Coordinate labeling data
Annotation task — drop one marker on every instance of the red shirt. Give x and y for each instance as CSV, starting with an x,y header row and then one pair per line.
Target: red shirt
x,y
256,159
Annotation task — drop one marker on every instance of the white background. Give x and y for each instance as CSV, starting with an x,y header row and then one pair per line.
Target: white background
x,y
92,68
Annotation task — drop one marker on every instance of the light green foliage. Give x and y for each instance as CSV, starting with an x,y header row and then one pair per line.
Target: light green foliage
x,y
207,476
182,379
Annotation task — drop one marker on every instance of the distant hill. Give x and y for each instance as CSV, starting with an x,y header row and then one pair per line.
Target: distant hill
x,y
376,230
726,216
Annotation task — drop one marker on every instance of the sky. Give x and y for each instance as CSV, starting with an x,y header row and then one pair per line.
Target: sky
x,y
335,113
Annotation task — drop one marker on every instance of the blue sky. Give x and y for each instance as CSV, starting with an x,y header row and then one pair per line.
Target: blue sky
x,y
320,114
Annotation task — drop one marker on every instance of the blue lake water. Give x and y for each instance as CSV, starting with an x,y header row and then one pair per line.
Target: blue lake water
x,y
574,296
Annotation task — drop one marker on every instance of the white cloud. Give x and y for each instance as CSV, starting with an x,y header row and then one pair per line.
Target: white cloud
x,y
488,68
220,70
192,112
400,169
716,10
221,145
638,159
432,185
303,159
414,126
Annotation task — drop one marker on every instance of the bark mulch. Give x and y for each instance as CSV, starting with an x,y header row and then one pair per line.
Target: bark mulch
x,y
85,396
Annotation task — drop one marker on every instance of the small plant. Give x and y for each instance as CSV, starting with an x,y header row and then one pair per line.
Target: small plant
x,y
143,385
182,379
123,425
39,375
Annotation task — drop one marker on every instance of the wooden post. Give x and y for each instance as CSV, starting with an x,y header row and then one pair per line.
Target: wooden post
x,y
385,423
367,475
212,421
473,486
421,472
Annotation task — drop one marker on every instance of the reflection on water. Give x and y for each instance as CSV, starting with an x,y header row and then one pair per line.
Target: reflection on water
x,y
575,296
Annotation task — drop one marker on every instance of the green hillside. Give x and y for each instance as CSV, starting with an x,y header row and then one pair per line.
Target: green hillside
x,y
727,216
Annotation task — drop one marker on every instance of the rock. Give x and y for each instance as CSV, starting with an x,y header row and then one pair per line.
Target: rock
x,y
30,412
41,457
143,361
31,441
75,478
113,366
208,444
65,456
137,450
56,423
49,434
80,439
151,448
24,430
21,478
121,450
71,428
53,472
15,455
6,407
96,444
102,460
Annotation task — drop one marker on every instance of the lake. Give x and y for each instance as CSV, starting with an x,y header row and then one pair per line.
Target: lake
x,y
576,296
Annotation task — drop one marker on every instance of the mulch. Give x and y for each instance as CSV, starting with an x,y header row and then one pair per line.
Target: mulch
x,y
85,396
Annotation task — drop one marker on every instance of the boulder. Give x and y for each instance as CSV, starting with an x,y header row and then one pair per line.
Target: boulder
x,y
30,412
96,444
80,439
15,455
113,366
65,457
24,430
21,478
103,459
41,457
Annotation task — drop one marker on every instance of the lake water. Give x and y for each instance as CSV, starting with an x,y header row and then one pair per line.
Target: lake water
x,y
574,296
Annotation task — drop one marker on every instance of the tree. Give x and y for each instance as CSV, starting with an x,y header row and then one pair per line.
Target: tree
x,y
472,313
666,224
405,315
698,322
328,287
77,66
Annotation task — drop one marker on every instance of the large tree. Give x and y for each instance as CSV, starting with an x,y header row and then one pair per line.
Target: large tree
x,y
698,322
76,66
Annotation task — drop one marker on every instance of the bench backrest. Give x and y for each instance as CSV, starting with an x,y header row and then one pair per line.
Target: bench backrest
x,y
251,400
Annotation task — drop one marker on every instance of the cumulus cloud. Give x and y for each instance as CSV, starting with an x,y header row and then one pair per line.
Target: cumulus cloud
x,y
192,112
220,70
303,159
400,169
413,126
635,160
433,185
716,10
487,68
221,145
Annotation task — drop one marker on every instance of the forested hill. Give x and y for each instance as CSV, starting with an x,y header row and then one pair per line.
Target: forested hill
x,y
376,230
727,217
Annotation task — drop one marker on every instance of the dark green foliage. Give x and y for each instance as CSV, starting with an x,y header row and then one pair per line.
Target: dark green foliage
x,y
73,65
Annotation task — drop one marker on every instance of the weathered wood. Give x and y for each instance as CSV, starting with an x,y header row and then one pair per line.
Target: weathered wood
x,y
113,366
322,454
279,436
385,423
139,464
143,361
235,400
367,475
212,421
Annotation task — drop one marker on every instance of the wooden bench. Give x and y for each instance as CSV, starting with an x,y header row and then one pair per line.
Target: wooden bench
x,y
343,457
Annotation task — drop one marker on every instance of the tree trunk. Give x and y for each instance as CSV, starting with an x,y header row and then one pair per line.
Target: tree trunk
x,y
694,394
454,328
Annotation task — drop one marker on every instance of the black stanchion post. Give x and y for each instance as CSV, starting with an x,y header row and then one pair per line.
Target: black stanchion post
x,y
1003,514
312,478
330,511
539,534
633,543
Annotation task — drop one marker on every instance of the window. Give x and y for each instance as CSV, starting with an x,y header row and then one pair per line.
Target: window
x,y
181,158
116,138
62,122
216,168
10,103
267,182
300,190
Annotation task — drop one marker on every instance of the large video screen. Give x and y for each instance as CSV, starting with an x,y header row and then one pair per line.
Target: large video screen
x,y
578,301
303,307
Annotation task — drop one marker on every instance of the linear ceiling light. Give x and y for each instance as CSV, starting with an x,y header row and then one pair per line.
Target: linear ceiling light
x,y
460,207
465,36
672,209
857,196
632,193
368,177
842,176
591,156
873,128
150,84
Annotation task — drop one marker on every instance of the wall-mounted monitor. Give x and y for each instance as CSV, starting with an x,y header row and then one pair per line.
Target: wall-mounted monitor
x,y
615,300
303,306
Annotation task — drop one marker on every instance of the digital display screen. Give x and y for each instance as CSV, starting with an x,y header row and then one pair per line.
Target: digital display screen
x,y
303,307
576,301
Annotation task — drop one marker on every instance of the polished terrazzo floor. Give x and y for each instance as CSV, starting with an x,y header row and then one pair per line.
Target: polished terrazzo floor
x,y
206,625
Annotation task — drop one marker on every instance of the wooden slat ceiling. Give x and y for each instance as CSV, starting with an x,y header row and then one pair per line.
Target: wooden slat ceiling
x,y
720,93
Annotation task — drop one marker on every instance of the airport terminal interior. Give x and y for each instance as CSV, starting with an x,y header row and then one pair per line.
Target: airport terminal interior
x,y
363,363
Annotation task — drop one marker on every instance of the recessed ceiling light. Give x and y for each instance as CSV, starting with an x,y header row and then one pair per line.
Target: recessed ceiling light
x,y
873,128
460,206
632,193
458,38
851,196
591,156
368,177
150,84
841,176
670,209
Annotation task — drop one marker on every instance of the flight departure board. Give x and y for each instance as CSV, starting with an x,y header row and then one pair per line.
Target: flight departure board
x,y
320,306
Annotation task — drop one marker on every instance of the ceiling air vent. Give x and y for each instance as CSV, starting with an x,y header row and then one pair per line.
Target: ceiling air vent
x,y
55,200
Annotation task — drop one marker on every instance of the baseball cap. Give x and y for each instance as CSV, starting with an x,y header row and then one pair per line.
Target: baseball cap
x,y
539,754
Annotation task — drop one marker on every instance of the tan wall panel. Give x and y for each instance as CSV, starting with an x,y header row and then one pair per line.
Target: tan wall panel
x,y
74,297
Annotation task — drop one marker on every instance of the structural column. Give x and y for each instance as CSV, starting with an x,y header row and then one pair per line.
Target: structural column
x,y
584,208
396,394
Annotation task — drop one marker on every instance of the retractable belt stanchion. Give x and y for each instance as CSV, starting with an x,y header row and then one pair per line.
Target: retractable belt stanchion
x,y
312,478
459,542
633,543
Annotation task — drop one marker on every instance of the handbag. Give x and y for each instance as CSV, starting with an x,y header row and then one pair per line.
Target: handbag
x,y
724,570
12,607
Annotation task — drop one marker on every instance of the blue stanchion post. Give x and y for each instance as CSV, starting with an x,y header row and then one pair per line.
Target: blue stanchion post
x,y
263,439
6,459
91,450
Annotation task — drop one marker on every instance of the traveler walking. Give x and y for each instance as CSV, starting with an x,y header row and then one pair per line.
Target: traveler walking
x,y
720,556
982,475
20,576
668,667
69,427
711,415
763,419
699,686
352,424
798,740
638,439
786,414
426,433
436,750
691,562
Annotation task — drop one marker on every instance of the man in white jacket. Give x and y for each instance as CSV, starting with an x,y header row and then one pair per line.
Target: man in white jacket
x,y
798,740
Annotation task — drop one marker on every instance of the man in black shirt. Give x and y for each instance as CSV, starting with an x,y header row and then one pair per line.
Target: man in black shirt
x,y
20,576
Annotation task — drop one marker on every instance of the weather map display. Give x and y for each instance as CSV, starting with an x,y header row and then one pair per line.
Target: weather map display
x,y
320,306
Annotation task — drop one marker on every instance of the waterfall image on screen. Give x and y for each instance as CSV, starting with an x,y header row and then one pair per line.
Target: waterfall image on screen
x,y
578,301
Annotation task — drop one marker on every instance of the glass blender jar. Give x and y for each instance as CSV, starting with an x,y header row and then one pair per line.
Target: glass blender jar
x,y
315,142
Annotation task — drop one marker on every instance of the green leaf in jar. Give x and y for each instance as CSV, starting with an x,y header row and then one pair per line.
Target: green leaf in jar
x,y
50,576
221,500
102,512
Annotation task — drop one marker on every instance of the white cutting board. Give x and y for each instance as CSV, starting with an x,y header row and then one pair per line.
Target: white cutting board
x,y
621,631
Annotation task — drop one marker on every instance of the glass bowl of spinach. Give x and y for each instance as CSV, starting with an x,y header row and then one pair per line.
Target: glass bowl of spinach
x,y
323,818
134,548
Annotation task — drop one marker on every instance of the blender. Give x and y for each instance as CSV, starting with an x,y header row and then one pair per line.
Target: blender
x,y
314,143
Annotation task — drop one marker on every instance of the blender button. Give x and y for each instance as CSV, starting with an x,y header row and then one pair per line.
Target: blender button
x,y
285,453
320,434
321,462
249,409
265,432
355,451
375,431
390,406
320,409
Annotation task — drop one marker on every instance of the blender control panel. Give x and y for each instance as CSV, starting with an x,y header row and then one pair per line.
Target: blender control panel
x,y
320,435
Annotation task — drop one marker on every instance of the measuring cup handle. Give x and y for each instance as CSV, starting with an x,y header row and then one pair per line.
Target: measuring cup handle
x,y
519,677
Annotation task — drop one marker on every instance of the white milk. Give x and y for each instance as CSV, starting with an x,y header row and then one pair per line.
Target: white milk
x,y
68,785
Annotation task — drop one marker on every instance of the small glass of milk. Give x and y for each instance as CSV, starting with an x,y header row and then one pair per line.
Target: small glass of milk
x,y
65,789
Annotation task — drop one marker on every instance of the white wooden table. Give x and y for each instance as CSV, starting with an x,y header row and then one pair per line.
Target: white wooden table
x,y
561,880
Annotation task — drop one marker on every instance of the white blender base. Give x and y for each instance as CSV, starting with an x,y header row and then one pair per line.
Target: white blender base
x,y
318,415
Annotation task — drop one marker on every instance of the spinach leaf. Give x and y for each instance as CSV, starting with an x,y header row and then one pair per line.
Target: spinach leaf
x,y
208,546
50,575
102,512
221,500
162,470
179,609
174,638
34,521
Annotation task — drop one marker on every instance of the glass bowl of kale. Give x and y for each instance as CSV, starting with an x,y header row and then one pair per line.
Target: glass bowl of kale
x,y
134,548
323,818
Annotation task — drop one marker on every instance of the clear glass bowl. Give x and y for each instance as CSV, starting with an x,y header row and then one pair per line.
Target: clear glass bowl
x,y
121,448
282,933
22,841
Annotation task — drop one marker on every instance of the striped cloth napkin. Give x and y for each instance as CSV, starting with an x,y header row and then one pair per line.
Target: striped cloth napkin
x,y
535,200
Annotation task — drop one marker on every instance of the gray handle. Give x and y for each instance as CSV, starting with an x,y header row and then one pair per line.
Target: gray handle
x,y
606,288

# The task:
Find the line that contains "of the striped". Repeat it and every line after it, exactly as written, up to and including the last line of the records above.

# The result:
Annotation task — drop one marker on every instance of the striped cloth napkin. Give x and y for each instance as CSV, starting with an x,y header row and then one pair per line.
Target: striped cloth napkin
x,y
535,200
Annotation task — drop one marker on every instance of the gray handle. Give x and y for each instance as CSV, starting with an x,y header row and then one pair per line.
Target: gray handle
x,y
606,288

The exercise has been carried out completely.